## RECORDS TO PROCESS
----

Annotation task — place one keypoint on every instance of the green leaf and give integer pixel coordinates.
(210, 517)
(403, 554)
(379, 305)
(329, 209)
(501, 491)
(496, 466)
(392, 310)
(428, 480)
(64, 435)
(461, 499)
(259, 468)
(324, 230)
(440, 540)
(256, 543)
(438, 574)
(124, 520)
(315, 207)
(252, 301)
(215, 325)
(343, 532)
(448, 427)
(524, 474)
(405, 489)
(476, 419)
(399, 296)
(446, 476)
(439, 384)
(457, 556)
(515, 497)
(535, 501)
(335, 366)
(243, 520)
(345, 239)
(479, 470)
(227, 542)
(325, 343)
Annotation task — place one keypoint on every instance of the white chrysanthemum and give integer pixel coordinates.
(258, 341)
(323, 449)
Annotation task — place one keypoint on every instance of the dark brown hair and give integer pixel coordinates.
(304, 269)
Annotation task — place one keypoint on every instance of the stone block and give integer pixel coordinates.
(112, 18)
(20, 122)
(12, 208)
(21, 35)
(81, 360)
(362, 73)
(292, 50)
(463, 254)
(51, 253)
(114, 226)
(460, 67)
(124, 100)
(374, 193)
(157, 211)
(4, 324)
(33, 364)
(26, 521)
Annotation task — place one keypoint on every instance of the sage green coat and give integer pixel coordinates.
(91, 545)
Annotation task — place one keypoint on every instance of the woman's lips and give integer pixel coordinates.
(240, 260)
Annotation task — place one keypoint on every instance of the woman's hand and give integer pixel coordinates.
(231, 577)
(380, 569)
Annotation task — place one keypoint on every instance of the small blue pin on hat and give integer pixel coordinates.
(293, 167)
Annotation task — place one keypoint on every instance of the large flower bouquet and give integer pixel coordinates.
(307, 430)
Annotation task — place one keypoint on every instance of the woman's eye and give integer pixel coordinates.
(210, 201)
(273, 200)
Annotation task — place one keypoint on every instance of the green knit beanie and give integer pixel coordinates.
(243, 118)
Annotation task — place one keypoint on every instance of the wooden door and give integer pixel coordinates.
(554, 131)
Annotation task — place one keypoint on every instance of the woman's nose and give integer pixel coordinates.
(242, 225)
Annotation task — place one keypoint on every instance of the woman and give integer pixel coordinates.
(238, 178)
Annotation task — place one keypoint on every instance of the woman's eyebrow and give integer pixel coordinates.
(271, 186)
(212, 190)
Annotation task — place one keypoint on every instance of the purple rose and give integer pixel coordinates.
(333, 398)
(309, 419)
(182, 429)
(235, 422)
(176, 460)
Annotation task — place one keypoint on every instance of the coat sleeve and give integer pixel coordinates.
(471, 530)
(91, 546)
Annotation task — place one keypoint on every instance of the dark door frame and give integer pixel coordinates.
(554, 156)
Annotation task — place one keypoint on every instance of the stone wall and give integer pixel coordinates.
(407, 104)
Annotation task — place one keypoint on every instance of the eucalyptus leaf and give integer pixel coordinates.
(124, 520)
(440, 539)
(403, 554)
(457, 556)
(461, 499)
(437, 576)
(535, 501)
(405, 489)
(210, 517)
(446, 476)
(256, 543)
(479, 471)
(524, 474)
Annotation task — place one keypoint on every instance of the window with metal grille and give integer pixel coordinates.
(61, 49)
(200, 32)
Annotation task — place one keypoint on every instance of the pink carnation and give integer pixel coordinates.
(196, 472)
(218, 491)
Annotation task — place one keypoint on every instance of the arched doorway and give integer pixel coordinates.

----

## THE TASK
Rewrite every line of the records above, swapping "keypoint" for "point" wherever it occurs. Leave all other text unchanged.

## WRITTEN ANSWER
Annotation task — place one point on every instance of the green leaf and give integer pixel coordinates.
(210, 517)
(403, 554)
(379, 305)
(329, 209)
(501, 491)
(496, 466)
(392, 310)
(428, 480)
(64, 435)
(461, 499)
(259, 468)
(324, 230)
(440, 540)
(256, 543)
(438, 574)
(124, 520)
(315, 207)
(252, 301)
(215, 325)
(343, 532)
(448, 427)
(524, 474)
(405, 489)
(476, 419)
(399, 296)
(446, 476)
(439, 384)
(457, 556)
(515, 497)
(535, 501)
(335, 366)
(243, 520)
(345, 239)
(479, 470)
(227, 542)
(325, 343)
Annotation task — place one point on every instance of the white chrysanthemum and give integer pixel coordinates.
(258, 341)
(323, 449)
Annotation task — place one point on every instance of the dark brown hair and give integer pixel coordinates.
(304, 269)
Annotation task — place one point on every instance of the stone block and give integer pixel coordinates.
(112, 18)
(20, 122)
(12, 208)
(21, 35)
(81, 360)
(362, 73)
(292, 50)
(463, 254)
(51, 253)
(114, 226)
(460, 67)
(124, 100)
(374, 193)
(157, 211)
(4, 324)
(33, 364)
(26, 521)
Annotation task — place one point on every instance of the sage green coat and give integer pixel coordinates.
(91, 545)
Annotation task — place one point on every instance of the woman's lips and give integer pixel coordinates.
(240, 260)
Annotation task — place one point on every instance of the woman's hand and give integer pixel coordinates.
(231, 577)
(380, 569)
Annotation task — place one point on every instance of the small blue pin on hat and give integer pixel coordinates.
(293, 167)
Annotation task — place one point on every instance of the large flower bouquet and give integer pixel coordinates.
(307, 430)
Annotation task — place one point on every instance of the woman's eye and give integer pixel coordinates.
(210, 201)
(273, 200)
Annotation task — place one point on every instance of the green knit beanie and give integer pixel coordinates.
(243, 118)
Annotation task — place one point on every instance of the wooden door and give integer pixel coordinates.
(554, 131)
Annotation task — place one point on every instance of the woman's nose and give integer pixel coordinates.
(242, 225)
Annotation task — place one point on every instance of the woman and give integer pixel coordinates.
(238, 178)
Annotation task — place one point on every instance of the woman's eyebrow and give integer pixel coordinates.
(271, 186)
(212, 190)
Annotation task — place one point on every instance of the purple rose and give integer pixel coordinates.
(333, 398)
(309, 419)
(182, 429)
(235, 422)
(176, 460)
Annotation task — place one point on every instance of the coat sleeve and give integer pixel coordinates.
(471, 530)
(91, 546)
Annotation task — place one point on every instance of the dark door frame and give integer pixel coordinates.
(554, 156)
Annotation task — place one point on every instance of the stone wall and give integer pixel coordinates.
(407, 104)
Annotation task — place one point on every instance of the eucalyptus leaf and give integer pixel coordinates.
(124, 520)
(440, 539)
(403, 554)
(457, 556)
(461, 499)
(437, 576)
(535, 501)
(405, 489)
(210, 517)
(446, 476)
(256, 543)
(479, 471)
(524, 474)
Annotation task — place one point on every instance of the window with metal grille and give integer pixel coordinates.
(61, 49)
(200, 32)
Annotation task — place one point on every instance of the pink carnation and give integer pixel coordinates.
(196, 472)
(218, 491)
Annotation task — place one point on every instance of the arched doorway and give integer pixel coordinates.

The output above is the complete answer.